[Saved entries]
+---+

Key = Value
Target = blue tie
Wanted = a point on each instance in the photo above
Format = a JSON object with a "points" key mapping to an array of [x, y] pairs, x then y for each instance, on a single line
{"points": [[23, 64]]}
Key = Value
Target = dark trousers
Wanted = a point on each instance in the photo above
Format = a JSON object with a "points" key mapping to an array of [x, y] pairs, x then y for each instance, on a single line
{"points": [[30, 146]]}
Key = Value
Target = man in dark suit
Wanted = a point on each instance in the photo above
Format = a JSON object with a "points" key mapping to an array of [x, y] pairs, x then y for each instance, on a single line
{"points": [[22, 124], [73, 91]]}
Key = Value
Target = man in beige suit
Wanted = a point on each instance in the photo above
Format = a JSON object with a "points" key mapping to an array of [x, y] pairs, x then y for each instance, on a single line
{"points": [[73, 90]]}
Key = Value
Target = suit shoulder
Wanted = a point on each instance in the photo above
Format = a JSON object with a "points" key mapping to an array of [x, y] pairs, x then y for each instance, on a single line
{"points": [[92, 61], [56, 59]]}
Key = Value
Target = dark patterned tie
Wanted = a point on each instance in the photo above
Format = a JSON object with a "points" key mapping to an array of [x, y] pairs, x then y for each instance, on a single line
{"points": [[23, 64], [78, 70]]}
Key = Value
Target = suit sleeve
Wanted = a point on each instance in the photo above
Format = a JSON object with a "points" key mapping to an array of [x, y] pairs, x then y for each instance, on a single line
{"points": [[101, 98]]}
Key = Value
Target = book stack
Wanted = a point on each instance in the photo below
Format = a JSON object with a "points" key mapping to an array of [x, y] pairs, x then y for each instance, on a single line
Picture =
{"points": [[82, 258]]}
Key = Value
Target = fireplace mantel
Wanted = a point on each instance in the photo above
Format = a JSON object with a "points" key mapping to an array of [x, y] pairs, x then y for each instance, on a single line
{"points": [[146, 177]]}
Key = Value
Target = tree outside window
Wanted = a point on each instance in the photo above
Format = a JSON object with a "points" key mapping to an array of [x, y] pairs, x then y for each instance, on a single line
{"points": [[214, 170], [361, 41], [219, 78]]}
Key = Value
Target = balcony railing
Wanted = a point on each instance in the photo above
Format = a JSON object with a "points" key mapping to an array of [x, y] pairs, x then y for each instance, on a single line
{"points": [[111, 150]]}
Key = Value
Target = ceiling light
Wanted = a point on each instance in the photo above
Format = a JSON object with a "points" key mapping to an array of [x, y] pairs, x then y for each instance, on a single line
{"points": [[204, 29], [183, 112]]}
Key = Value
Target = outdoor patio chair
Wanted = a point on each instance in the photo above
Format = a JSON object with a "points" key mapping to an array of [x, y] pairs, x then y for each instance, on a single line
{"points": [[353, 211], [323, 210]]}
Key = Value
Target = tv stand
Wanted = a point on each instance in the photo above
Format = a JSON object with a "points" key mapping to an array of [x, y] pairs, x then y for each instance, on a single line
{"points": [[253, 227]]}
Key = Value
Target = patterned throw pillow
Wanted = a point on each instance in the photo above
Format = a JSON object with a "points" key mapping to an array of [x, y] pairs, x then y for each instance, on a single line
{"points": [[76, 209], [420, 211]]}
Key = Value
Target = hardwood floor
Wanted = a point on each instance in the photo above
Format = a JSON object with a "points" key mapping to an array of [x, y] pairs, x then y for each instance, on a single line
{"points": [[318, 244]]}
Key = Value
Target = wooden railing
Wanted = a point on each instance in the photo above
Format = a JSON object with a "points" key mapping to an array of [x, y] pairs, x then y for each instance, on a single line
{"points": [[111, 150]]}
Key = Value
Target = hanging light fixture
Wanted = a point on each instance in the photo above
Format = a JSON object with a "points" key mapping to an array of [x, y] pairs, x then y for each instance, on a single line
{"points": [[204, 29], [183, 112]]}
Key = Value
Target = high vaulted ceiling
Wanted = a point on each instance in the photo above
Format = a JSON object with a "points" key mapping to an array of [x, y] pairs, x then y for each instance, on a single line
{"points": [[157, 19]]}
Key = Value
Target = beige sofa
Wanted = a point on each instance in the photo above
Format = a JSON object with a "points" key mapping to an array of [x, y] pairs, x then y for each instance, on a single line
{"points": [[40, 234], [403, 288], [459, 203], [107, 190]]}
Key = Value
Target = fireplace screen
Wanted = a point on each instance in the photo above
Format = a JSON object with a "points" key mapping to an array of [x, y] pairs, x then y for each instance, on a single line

+---+

> **WHAT YOU HAVE TO DO**:
Print every record above exactly as it was given.

> **EXERCISE OUTPUT**:
Key = Value
Target = blue tie
Wanted = a point on each instance in the photo above
Format = a JSON object with a "points" key mapping to an array of [x, y] pairs, x then y for each instance, on a single line
{"points": [[23, 64]]}
Key = Value
Target = dark trousers
Wanted = a point on each instance in the photo above
Format = a JSON object with a "points" key mapping to an array of [x, y] pairs, x then y for each instance, on a single line
{"points": [[30, 146]]}
Key = Value
Target = man in dark suit
Wanted = a point on each instance in the photo above
Format = a JSON object with a "points" key mapping to an array of [x, y] pairs, x then y for each instance, on a single line
{"points": [[22, 124], [73, 91]]}
Key = Value
Target = man in beige suit
Wanted = a point on each instance in the photo above
Format = a JSON object with a "points" key mapping to an array of [x, y] pairs, x then y for each instance, on a single line
{"points": [[73, 90]]}
Key = Value
Target = suit shoulder
Wanted = a point on each instance in the photo above
Format = a JSON object with a "points" key mapping to an array of [x, y] pairs, x then y for each instance, on a single line
{"points": [[92, 61], [56, 59]]}
Key = Value
Target = dark patterned tie
Wanted = a point on each instance in the photo above
Format = a JSON object with a "points" key mapping to an array of [x, y] pairs, x then y for each instance, on a single line
{"points": [[23, 64], [78, 70]]}
Key = Value
Target = suit sleeve
Wanted = a point on each instance in the photo above
Format = a JSON object with a "points" key mapping to an array of [x, y] pairs, x then y for each instance, on a single line
{"points": [[101, 98]]}
Key = Value
Target = book stack
Wanted = a point on each instance in the photo below
Format = a JSON object with a "points" key mapping to an array of [x, y] pairs, x then y for each instance, on a single line
Picture =
{"points": [[82, 258]]}
Key = Value
Target = fireplace mantel
Wanted = a point on each instance in the photo above
Format = a JSON object with a "points" key mapping to an array of [x, y] pairs, x then y for each instance, on a single line
{"points": [[146, 177]]}
Key = Value
Target = tree outside window
Wanted = a point on each instance in the photo above
Format = a JSON object with a "points" key mapping to an array of [x, y] pairs, x then y for each instance, on a single line
{"points": [[214, 170], [361, 41], [219, 78]]}
Key = Value
Target = balcony railing
Wanted = a point on each instance in the photo above
Format = a JSON object with a "points" key mapping to an array of [x, y] pairs, x then y for each instance, on a single line
{"points": [[111, 150]]}
Key = Value
Target = ceiling light
Wanted = a point on each instance in the photo above
Format = a JSON object with a "points" key mapping to an array of [x, y] pairs, x then y for each instance, on a single line
{"points": [[204, 29], [183, 112]]}
Key = Value
Target = outdoor patio chair
Wanted = a point on each instance in the photo above
Format = a JSON object with a "points" key mapping to an array of [x, y] pairs, x then y for each instance, on a single line
{"points": [[353, 211], [323, 210]]}
Key = Value
Target = tv stand
Wanted = a point on each instance in the photo above
Format = a JSON object with a "points" key mapping to an array of [x, y] pairs, x then y for each instance, on a single line
{"points": [[253, 227]]}
Key = Value
Target = patterned throw pillow
Wanted = a point on each instance in the photo above
Format = a JSON object with a "points" key mapping to an array of [x, y] pairs, x then y for each instance, on a single line
{"points": [[76, 209], [420, 211]]}
Key = Value
Target = hardwood floor
Wanted = a point on each instance in the photo above
Format = a JSON object with a "points" key mapping to an array of [x, y] pairs, x then y for each instance, on a single line
{"points": [[318, 244]]}
Key = Value
Target = wooden railing
Wanted = a point on each instance in the photo above
Format = a JSON object with a "points" key mapping to an array of [x, y] pairs, x then y for each instance, on a single line
{"points": [[111, 150]]}
Key = Value
Target = hanging light fixture
Wanted = a point on each instance in the photo above
Format = a JSON object with a "points" key mapping to an array of [x, y] pairs, x then y for each instance, on a single line
{"points": [[204, 29], [183, 112]]}
Key = Value
Target = high vaulted ceiling
Wanted = a point on each instance in the photo above
Format = a JSON object with a "points" key mapping to an array of [x, y] pairs, x then y for each instance, on a single line
{"points": [[157, 19]]}
Key = Value
Target = beige sofa
Wanted = a point on each instance in the photo above
Format = a JSON object with a "points" key mapping to an array of [x, y] pairs, x then y for each instance, on a single line
{"points": [[40, 234], [403, 288], [459, 203], [107, 190]]}
Key = Value
Target = fireplace screen
Wanted = a point on each instance in the photo above
Format = a JSON object with a "points" key mapping to an array of [x, y] pairs, x then y for each instance, on a single line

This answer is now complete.